(Given entries)

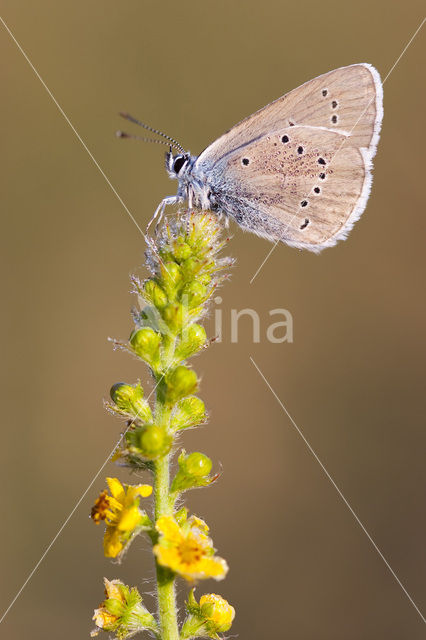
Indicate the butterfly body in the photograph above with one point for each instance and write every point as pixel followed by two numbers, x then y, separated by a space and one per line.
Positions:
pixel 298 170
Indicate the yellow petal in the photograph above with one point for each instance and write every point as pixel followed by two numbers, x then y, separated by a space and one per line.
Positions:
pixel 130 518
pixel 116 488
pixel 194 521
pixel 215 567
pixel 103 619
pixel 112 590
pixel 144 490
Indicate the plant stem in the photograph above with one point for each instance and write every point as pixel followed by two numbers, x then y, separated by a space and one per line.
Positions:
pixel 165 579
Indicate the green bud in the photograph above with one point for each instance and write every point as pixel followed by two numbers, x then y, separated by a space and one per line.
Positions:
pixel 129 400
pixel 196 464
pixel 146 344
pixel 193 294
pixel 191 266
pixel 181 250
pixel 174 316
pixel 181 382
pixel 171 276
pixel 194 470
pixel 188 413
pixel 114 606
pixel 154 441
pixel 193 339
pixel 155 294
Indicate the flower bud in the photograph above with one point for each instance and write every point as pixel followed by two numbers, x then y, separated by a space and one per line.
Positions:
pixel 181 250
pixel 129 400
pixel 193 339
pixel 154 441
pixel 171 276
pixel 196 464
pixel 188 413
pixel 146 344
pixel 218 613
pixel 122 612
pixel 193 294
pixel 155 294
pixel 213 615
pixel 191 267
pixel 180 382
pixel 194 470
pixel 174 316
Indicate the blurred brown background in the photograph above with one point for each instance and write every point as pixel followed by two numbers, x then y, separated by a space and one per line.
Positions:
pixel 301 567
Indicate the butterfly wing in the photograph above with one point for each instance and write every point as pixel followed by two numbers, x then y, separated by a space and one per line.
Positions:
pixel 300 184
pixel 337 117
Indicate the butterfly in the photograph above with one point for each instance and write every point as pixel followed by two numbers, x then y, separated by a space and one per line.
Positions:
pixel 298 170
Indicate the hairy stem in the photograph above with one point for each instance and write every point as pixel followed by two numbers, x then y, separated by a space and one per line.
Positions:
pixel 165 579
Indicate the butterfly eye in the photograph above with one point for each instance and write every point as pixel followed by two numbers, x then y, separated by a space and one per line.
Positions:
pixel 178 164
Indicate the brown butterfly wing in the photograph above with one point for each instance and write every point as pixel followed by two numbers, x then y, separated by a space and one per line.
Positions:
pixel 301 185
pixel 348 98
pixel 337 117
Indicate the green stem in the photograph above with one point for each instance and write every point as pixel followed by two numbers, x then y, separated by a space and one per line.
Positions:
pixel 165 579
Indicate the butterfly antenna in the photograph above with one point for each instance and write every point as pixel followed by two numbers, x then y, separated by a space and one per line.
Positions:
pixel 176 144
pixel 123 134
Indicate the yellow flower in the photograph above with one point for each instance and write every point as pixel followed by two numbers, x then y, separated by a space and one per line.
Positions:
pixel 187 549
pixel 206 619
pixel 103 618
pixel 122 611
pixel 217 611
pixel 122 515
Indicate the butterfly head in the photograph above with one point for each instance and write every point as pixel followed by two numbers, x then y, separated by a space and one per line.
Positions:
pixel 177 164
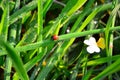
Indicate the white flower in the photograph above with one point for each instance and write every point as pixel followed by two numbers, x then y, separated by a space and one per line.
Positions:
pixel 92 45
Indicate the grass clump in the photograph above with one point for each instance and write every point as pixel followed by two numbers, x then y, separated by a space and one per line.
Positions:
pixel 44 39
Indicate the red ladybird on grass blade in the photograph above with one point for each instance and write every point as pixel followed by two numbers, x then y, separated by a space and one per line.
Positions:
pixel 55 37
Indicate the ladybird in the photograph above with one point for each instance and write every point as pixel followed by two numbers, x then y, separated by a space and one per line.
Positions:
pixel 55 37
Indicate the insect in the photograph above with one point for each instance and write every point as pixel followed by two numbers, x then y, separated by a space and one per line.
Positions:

(End Given entries)

Instructions to follow: Would it be possible to give the material above again exactly, with the pictures left out?

Result below:
Indicate the butterfly body in the photograph above with one point for each instance and write every point as pixel followed by two numbers, x then y, separated by a space and one per line.
Positions:
pixel 298 170
Indicate the yellow petal in the photograph above with one point for each instance and write every point as pixel followed by two numbers, x then y, separated by a space and one per line.
Positions:
pixel 130 518
pixel 116 488
pixel 194 521
pixel 215 567
pixel 103 619
pixel 112 590
pixel 144 490
Indicate the plant stem in the photograph above with one point for each instance and write every point as pixel followed by two numbers, x then y, separated by a space and one per line.
Positions:
pixel 165 579
Indicate the green bud in the photograph above with one point for each instance and write every point as pixel followed by two numbers, x then y, separated by a space and one per line.
Positions:
pixel 129 400
pixel 196 464
pixel 146 344
pixel 193 294
pixel 191 266
pixel 181 250
pixel 174 316
pixel 181 382
pixel 171 276
pixel 194 470
pixel 188 413
pixel 114 606
pixel 154 441
pixel 193 339
pixel 155 294
Indicate the flower bud in the photograph above with one point for each instance and write every point as pixel followed by two numbers, x then y, separated by a space and one per line.
Positions:
pixel 181 250
pixel 129 400
pixel 193 339
pixel 154 441
pixel 171 276
pixel 196 464
pixel 188 413
pixel 146 344
pixel 218 613
pixel 122 612
pixel 193 294
pixel 155 294
pixel 213 615
pixel 191 267
pixel 180 382
pixel 194 470
pixel 174 316
Indicate the blurred brown background in the photograph above with one point for each instance and write every point as pixel followed by two numbers, x then y, separated by a space and one per line.
Positions:
pixel 301 567
Indicate the butterfly wing in the photograph above with one point for each instance and write every point as pixel followed by two numbers, x then y, separated by a space and one per line.
Positions:
pixel 300 184
pixel 337 117
Indicate the butterfly in the photograph above with one point for each instance and write every point as pixel followed by two numbers, x then y, separated by a space and one per line.
Positions:
pixel 298 170
Indicate the hairy stem in the photograph above with one point for each instance and write every point as pixel followed by two numbers, x then y, separated by a space and one per line.
Positions:
pixel 165 579
Indicate the butterfly eye in the photograph above with one point for each instance and write every point as pixel followed by two numbers, x then y, separated by a space and one per line.
Positions:
pixel 178 164
Indicate the brown butterfly wing in the photograph above with one point for each instance and write every point as pixel followed by two numbers, x then y, separated by a space and one per line.
Positions:
pixel 301 185
pixel 348 98
pixel 337 117
Indicate the green stem in the photograph above with one point for each instance and write every point as pixel followed by two numbers, x then y, separated by a space and one per line.
Positions:
pixel 165 579
Indicate the butterfly antenna in the photograph above with one point for each instance and write every point as pixel followed by two numbers, x then y, separated by a space and one per line.
Positions:
pixel 176 144
pixel 123 134
Indicate the yellow flower in the photograph above with one point for each instance and write every point as pixel followed by two numbers, x then y, separated by a space and one per line.
Positions:
pixel 187 549
pixel 206 619
pixel 103 618
pixel 122 611
pixel 217 611
pixel 122 515
Indicate the butterfly head in the photograph above with one point for each instance and write every point as pixel followed by two numbers, x then y, separated by a space and one per line.
Positions:
pixel 177 164
Indicate the white flower in the photograph above with one point for each instance and write every point as pixel followed by two numbers, x then y, separated by a space and one per line.
Positions:
pixel 92 45
Indicate the grass clump in the photograph above with one point for each instance and write every point as pixel followed by two numbers, x then y, separated by a space and one per line.
Positions:
pixel 44 39
Indicate the red ladybird on grass blade in the photograph above with one point for each instance and write every point as pixel followed by two numbers, x then y, separated by a space and one per line.
Positions:
pixel 55 37
Indicate the ladybird in the photograph above with one point for each instance and write every point as pixel followed by two numbers, x then y, separated by a space and one per line.
Positions:
pixel 55 37
Indicate the insect in the photograph above with one point for each instance and write every point as pixel followed by two numbers, x then y, separated by a space and one per line.
Positions:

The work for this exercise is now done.